- Extracted records -
--- start ---

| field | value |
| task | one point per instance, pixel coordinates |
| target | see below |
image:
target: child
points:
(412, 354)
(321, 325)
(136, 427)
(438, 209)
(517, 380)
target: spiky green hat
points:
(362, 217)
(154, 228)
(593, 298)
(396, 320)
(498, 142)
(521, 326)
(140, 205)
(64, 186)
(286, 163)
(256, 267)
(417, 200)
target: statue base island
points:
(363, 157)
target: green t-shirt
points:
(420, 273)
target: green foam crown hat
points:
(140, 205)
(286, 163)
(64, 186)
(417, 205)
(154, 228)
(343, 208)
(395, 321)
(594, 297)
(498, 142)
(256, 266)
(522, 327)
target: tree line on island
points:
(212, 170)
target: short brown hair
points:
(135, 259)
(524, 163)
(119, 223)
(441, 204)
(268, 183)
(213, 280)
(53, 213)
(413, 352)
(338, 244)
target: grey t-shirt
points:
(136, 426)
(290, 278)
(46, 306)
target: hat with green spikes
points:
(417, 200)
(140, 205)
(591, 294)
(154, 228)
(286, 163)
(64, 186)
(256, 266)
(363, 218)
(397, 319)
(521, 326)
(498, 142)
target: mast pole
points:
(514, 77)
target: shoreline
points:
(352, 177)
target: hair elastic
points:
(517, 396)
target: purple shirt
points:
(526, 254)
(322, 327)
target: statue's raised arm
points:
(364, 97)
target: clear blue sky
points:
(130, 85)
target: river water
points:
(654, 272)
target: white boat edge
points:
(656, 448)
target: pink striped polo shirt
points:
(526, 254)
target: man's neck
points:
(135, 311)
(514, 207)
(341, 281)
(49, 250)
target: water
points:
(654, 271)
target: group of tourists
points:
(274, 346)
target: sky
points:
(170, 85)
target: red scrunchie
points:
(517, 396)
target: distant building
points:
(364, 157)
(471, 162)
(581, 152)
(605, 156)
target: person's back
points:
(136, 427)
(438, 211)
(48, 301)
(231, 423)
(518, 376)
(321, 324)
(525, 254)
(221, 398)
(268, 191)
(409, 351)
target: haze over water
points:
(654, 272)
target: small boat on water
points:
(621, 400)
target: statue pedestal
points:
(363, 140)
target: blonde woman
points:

--- end ---

- WHAT IS NEEDED -
Rewrite all the items above, swapping "statue pedestal" for "statue plinth" and leaving every other part unchanged.

- TASK RESPONSE -
| field | value |
| task | one point per instance, pixel coordinates |
| target | see below |
image:
target: child
points:
(412, 354)
(321, 325)
(136, 427)
(438, 209)
(517, 380)
target: spiky green hat
points:
(362, 217)
(154, 228)
(593, 298)
(396, 320)
(498, 142)
(521, 326)
(140, 205)
(64, 186)
(286, 163)
(256, 267)
(417, 200)
target: statue base island
points:
(363, 157)
target: green t-shirt
points:
(420, 273)
target: green foam crown hat
points:
(140, 205)
(286, 163)
(64, 186)
(417, 205)
(154, 228)
(343, 208)
(395, 321)
(594, 297)
(498, 142)
(256, 266)
(522, 327)
target: tree line on island
points:
(212, 170)
target: short brown hair
points:
(135, 259)
(524, 163)
(119, 223)
(441, 204)
(268, 183)
(213, 280)
(53, 213)
(413, 352)
(338, 244)
target: grey t-shirt
points:
(136, 426)
(290, 278)
(46, 306)
target: hat with green spikes
points:
(417, 200)
(140, 205)
(591, 294)
(154, 228)
(286, 163)
(64, 186)
(256, 266)
(363, 218)
(397, 319)
(521, 326)
(498, 142)
target: mast pole
points:
(514, 77)
target: shoreline
points:
(352, 177)
target: hair elastic
points:
(517, 396)
target: purple shirt
points:
(526, 254)
(322, 327)
target: statue's raised arm
points:
(364, 97)
target: clear blue sky
points:
(130, 85)
target: river water
points:
(654, 272)
target: white boat edge
points:
(656, 448)
target: pink striped polo shirt
points:
(526, 254)
target: man's neck
points:
(135, 311)
(514, 207)
(341, 281)
(49, 250)
target: water
points:
(654, 271)
target: group of tourists
points:
(274, 346)
target: sky
points:
(170, 85)
target: red scrunchie
points:
(517, 396)
target: distant building
points:
(364, 157)
(471, 162)
(581, 152)
(605, 156)
target: person's back
points:
(136, 427)
(438, 211)
(48, 301)
(231, 423)
(518, 376)
(321, 324)
(525, 254)
(221, 398)
(268, 191)
(409, 351)
target: haze over water
points:
(654, 272)
target: small boat on water
points:
(621, 400)
target: statue plinth
points:
(363, 140)
target: blonde woman
points:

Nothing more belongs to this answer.